**WRITTEN PROBLEM**
Retype the lines of the records below exactly, from the line containing "TARGET: man standing with arms crossed" through the end of the records, both included.

+++ DATA FOR PROCESSING +++

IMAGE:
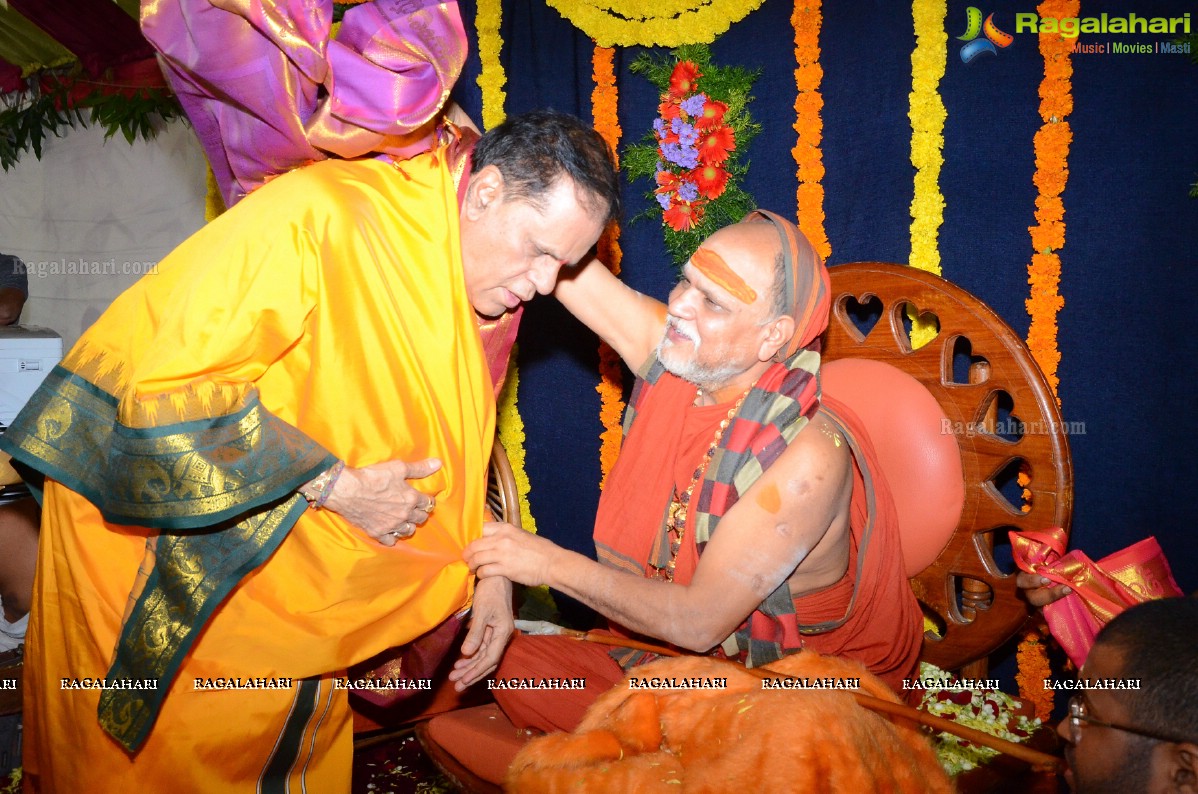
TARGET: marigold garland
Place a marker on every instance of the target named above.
(927, 115)
(808, 22)
(491, 78)
(1051, 145)
(1034, 668)
(648, 23)
(604, 103)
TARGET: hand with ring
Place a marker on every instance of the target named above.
(381, 501)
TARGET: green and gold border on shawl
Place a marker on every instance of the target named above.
(203, 472)
(64, 430)
(193, 575)
(183, 476)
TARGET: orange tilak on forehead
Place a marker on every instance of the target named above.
(713, 266)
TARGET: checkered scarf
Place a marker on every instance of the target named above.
(772, 416)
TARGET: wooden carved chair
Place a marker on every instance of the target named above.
(954, 423)
(999, 414)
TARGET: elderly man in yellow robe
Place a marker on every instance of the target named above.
(264, 461)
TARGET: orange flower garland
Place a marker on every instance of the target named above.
(1033, 662)
(808, 20)
(611, 381)
(1051, 144)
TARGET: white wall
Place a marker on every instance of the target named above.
(91, 216)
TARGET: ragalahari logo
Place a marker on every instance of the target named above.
(991, 35)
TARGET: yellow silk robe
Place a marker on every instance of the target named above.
(324, 316)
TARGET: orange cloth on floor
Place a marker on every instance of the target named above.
(533, 658)
(739, 738)
(334, 294)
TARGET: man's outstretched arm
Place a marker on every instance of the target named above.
(627, 320)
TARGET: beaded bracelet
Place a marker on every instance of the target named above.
(319, 489)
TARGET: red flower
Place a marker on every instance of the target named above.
(712, 116)
(683, 79)
(711, 180)
(714, 145)
(682, 216)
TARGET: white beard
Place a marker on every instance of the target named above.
(709, 377)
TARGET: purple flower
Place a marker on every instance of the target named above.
(694, 105)
(687, 133)
(681, 156)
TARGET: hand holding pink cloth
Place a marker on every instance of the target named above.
(1101, 591)
(270, 86)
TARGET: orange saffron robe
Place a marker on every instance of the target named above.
(333, 297)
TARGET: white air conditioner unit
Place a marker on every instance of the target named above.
(26, 356)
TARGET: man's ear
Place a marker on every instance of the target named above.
(1181, 767)
(485, 188)
(779, 333)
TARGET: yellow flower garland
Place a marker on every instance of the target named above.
(213, 204)
(808, 20)
(665, 23)
(491, 79)
(927, 115)
(604, 99)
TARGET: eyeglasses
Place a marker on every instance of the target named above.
(1077, 715)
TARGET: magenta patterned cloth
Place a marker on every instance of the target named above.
(268, 86)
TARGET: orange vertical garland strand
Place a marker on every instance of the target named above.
(808, 22)
(1051, 145)
(611, 381)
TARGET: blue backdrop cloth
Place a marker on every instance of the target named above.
(1130, 267)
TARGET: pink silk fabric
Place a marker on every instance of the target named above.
(1101, 591)
(270, 88)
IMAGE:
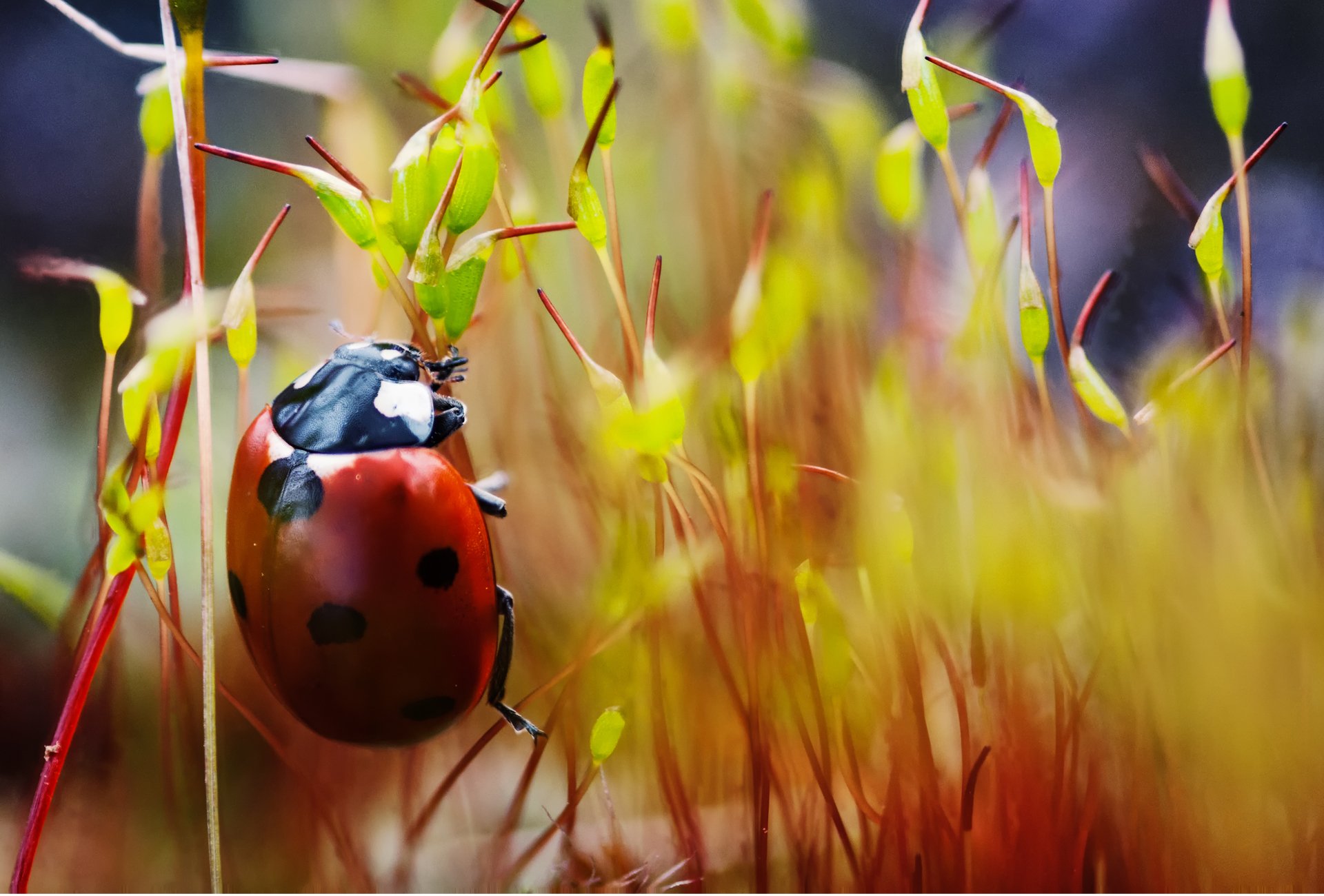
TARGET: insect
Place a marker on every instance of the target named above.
(358, 558)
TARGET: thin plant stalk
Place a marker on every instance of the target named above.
(348, 857)
(194, 234)
(1216, 299)
(613, 224)
(551, 830)
(1059, 329)
(954, 187)
(149, 249)
(108, 383)
(1237, 149)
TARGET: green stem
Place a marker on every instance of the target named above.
(1059, 326)
(194, 190)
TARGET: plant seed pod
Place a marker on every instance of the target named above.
(414, 190)
(599, 76)
(545, 70)
(157, 121)
(477, 176)
(1094, 391)
(899, 175)
(605, 735)
(1225, 69)
(919, 81)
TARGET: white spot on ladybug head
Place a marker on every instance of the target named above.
(410, 401)
(277, 449)
(325, 465)
(308, 376)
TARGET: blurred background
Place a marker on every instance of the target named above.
(1118, 74)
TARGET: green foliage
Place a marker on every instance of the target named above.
(605, 735)
(768, 316)
(899, 175)
(545, 70)
(1095, 394)
(157, 121)
(477, 176)
(599, 74)
(1208, 236)
(39, 591)
(923, 93)
(1034, 314)
(414, 188)
(585, 208)
(1225, 68)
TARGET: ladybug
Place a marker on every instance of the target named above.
(358, 558)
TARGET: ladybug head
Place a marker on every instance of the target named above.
(371, 396)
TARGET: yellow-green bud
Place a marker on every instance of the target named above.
(899, 175)
(599, 74)
(1225, 69)
(605, 735)
(414, 190)
(157, 121)
(477, 176)
(545, 70)
(585, 210)
(1094, 391)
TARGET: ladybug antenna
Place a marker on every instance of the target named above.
(449, 369)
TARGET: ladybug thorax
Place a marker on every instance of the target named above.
(365, 398)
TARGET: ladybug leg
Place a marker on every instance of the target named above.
(494, 482)
(505, 651)
(488, 502)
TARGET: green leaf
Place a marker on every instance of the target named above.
(767, 326)
(122, 552)
(157, 121)
(585, 210)
(674, 24)
(1041, 132)
(1094, 391)
(39, 591)
(1207, 238)
(414, 190)
(899, 175)
(599, 74)
(477, 176)
(981, 225)
(345, 203)
(1225, 69)
(919, 81)
(159, 552)
(463, 283)
(605, 735)
(1034, 314)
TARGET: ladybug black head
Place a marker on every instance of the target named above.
(367, 398)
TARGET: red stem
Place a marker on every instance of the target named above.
(532, 230)
(1087, 312)
(1254, 156)
(223, 61)
(72, 713)
(561, 323)
(1026, 218)
(591, 141)
(341, 168)
(650, 320)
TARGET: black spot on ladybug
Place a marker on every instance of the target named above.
(289, 489)
(439, 568)
(237, 596)
(332, 624)
(428, 709)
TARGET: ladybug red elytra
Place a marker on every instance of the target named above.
(359, 564)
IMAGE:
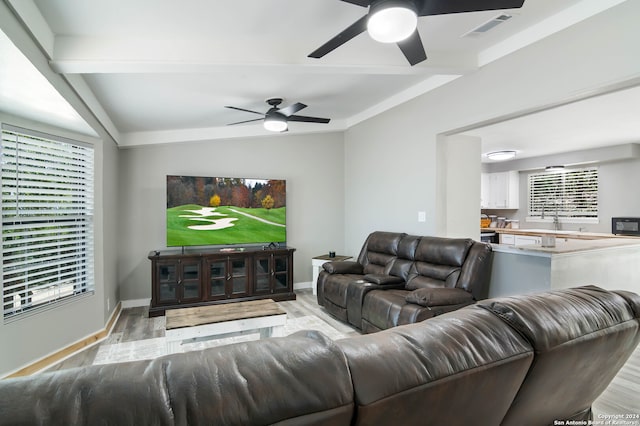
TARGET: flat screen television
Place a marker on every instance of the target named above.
(223, 211)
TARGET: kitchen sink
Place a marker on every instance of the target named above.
(549, 231)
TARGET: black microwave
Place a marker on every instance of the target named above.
(625, 226)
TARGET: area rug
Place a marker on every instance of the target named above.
(155, 347)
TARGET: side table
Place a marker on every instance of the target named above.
(316, 264)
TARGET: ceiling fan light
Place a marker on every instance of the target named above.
(392, 24)
(501, 155)
(275, 124)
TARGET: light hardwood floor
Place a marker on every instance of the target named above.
(621, 397)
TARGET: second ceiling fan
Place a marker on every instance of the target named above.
(276, 118)
(395, 21)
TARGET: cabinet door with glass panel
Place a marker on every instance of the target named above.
(227, 277)
(272, 273)
(178, 281)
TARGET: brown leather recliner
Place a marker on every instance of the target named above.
(402, 279)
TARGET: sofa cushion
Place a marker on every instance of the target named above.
(428, 275)
(443, 251)
(382, 279)
(574, 333)
(299, 379)
(438, 262)
(440, 296)
(335, 289)
(461, 368)
(379, 252)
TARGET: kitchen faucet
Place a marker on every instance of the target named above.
(556, 221)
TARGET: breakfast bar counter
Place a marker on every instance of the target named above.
(610, 263)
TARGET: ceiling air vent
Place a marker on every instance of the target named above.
(483, 28)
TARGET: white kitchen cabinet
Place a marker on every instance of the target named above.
(500, 190)
(509, 239)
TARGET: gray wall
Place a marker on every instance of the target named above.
(312, 165)
(392, 156)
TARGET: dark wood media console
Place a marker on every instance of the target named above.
(188, 278)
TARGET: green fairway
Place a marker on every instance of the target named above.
(224, 225)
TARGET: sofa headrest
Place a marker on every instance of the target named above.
(443, 251)
(550, 319)
(303, 377)
(384, 242)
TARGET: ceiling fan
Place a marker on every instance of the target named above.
(276, 118)
(395, 21)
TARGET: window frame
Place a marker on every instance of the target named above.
(571, 194)
(48, 186)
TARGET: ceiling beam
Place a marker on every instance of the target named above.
(91, 55)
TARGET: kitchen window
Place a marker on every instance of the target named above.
(47, 220)
(571, 195)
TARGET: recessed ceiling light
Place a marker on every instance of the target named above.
(500, 155)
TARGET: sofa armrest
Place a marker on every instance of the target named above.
(439, 296)
(382, 279)
(344, 267)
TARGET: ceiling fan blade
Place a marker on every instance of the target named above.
(413, 49)
(441, 7)
(350, 32)
(245, 121)
(245, 110)
(292, 109)
(363, 3)
(304, 119)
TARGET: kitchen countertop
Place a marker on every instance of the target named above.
(578, 235)
(568, 245)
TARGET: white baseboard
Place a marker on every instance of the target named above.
(302, 285)
(134, 303)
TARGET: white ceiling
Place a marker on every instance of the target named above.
(163, 70)
(605, 120)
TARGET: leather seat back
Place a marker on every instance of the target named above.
(379, 251)
(581, 337)
(300, 379)
(439, 372)
(438, 262)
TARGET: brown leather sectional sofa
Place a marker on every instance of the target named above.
(402, 279)
(527, 360)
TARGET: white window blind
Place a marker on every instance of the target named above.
(47, 220)
(570, 194)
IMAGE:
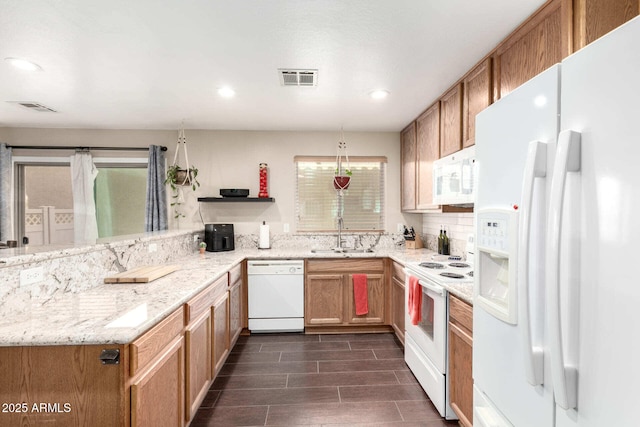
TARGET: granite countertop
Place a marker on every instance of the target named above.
(119, 313)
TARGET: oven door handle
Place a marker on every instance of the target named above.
(434, 288)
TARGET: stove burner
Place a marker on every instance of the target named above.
(452, 275)
(459, 265)
(435, 265)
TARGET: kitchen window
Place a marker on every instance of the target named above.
(317, 200)
(45, 201)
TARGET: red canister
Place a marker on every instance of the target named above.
(264, 193)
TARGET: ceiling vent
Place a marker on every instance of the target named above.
(35, 106)
(290, 77)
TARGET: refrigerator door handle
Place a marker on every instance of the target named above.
(535, 167)
(564, 377)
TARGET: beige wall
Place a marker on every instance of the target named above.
(229, 159)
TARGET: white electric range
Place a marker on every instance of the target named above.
(426, 343)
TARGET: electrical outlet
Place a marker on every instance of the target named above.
(31, 275)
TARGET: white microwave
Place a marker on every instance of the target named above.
(455, 178)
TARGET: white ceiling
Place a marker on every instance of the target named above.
(149, 64)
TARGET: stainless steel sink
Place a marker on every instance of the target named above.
(357, 251)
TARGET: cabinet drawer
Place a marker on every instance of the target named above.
(349, 265)
(398, 271)
(144, 349)
(460, 313)
(235, 274)
(204, 300)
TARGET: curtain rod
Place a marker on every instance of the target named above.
(61, 147)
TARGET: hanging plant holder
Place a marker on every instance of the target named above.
(341, 182)
(342, 177)
(178, 176)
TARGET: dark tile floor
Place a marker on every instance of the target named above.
(317, 380)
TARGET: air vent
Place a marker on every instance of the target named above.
(290, 77)
(35, 106)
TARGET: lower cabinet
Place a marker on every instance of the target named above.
(460, 359)
(397, 300)
(235, 303)
(329, 292)
(220, 331)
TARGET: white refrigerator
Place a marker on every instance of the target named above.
(556, 295)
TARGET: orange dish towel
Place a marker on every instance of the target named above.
(415, 300)
(360, 294)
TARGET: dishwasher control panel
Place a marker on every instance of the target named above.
(275, 267)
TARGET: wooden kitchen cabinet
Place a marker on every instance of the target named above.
(198, 345)
(79, 389)
(427, 151)
(542, 41)
(460, 359)
(476, 96)
(157, 371)
(451, 121)
(157, 395)
(329, 300)
(221, 344)
(398, 299)
(236, 285)
(408, 168)
(375, 301)
(594, 18)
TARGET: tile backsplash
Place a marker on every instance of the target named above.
(458, 226)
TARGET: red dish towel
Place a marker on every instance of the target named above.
(415, 300)
(360, 294)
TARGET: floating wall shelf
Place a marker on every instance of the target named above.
(236, 199)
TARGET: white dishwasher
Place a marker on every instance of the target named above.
(276, 295)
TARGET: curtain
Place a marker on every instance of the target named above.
(6, 220)
(83, 175)
(156, 208)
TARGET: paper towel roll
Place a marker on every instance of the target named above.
(263, 242)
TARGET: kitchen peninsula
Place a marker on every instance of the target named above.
(89, 353)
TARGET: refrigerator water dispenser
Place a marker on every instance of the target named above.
(495, 289)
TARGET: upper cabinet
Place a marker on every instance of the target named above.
(476, 96)
(536, 45)
(594, 18)
(554, 31)
(451, 121)
(408, 167)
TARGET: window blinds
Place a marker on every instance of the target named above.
(317, 200)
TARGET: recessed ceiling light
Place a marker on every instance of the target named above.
(23, 64)
(226, 92)
(379, 94)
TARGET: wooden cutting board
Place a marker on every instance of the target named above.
(144, 274)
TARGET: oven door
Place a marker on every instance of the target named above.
(430, 333)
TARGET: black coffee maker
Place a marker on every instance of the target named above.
(219, 237)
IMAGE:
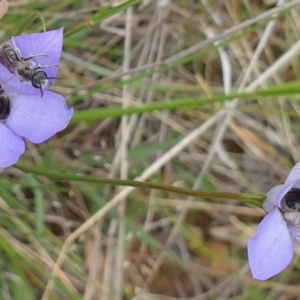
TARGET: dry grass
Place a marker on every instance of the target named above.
(106, 242)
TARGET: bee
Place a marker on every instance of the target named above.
(291, 207)
(4, 105)
(23, 67)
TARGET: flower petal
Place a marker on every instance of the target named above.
(270, 202)
(294, 175)
(47, 43)
(270, 251)
(38, 119)
(11, 147)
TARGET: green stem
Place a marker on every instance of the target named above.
(253, 199)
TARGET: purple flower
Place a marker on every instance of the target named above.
(270, 251)
(31, 116)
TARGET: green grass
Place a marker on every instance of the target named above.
(60, 199)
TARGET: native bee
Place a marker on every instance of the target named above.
(4, 105)
(291, 207)
(23, 67)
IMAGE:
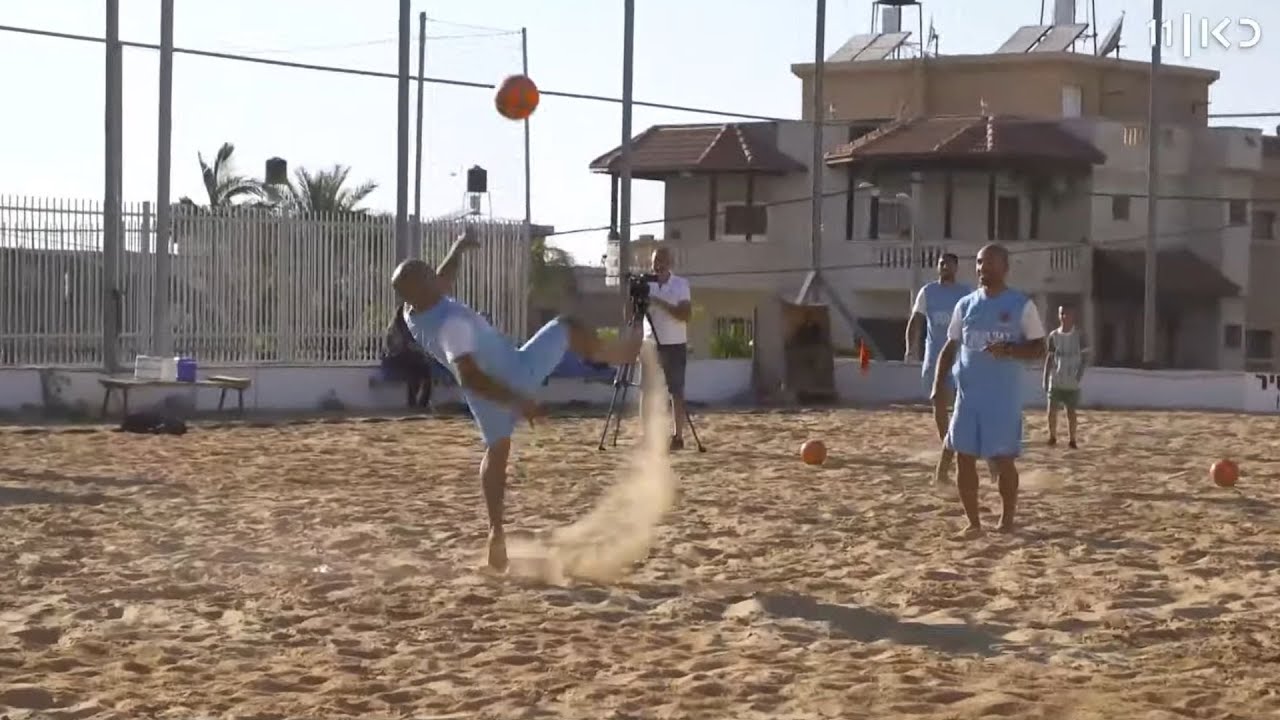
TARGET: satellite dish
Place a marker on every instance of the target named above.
(1111, 42)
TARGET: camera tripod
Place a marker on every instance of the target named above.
(625, 379)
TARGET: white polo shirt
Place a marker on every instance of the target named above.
(670, 329)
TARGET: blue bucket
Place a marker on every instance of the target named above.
(186, 370)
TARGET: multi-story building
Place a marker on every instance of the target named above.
(1041, 150)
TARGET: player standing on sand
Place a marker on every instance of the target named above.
(993, 331)
(497, 379)
(1064, 368)
(933, 306)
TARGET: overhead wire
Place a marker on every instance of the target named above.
(456, 82)
(316, 67)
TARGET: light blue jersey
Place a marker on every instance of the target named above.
(937, 301)
(987, 420)
(449, 329)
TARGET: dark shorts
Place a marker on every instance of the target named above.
(1065, 397)
(673, 358)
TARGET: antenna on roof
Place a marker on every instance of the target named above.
(1111, 41)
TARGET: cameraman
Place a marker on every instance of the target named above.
(670, 309)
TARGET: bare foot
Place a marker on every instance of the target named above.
(498, 551)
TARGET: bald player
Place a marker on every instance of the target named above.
(498, 381)
(993, 332)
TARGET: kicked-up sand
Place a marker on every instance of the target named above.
(330, 570)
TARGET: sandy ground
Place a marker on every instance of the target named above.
(330, 570)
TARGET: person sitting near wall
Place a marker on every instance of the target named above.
(403, 360)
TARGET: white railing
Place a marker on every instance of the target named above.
(245, 286)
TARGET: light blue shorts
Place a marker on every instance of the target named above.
(533, 365)
(987, 427)
(927, 377)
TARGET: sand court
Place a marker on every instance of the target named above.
(330, 569)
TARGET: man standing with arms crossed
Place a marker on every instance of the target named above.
(993, 332)
(670, 309)
(933, 306)
(1064, 367)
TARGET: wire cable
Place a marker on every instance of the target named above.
(469, 83)
(1011, 246)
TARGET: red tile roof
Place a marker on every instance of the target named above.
(959, 139)
(732, 147)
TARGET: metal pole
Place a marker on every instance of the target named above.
(112, 210)
(816, 199)
(1148, 300)
(629, 10)
(402, 245)
(529, 191)
(417, 144)
(160, 327)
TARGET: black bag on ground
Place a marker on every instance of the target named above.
(152, 424)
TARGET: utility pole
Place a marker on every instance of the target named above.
(1148, 283)
(629, 22)
(402, 245)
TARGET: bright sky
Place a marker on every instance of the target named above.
(725, 54)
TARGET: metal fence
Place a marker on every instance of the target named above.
(243, 286)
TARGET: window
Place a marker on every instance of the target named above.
(1120, 206)
(741, 220)
(1232, 337)
(888, 219)
(1264, 224)
(1257, 345)
(1072, 101)
(740, 327)
(1237, 212)
(1008, 218)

+++

**COMPLETE ANSWER**
TARGET: man standing with arms crossed
Place a marker on every instance of the target named above.
(993, 332)
(670, 309)
(933, 306)
(1064, 367)
TARGET: wire cable
Place a marker on every instance of the target named above.
(469, 83)
(1011, 246)
TARGET: red tile roof
Place a marker on every instance of the target named above.
(959, 139)
(732, 147)
TARGET: metal pole
Place a marker on every instance of the target named above.
(112, 210)
(816, 199)
(1148, 300)
(629, 10)
(402, 245)
(529, 191)
(417, 144)
(160, 327)
TARGET: black bag on ground
Place a marker on every instance of the target named above.
(152, 424)
TARGET: utility pole
Place a marker on every instance of the target named above.
(1148, 283)
(629, 22)
(402, 245)
TARGET: bright sky
Place a marker on every instance of the target named above.
(725, 54)
TARGET: metal fence
Place a marker on every instance of the target named above.
(243, 286)
TARGET: window
Place a marker on every instance of the target named above.
(1120, 206)
(741, 220)
(1232, 337)
(888, 219)
(1264, 224)
(1257, 345)
(1072, 101)
(740, 327)
(1237, 212)
(1008, 218)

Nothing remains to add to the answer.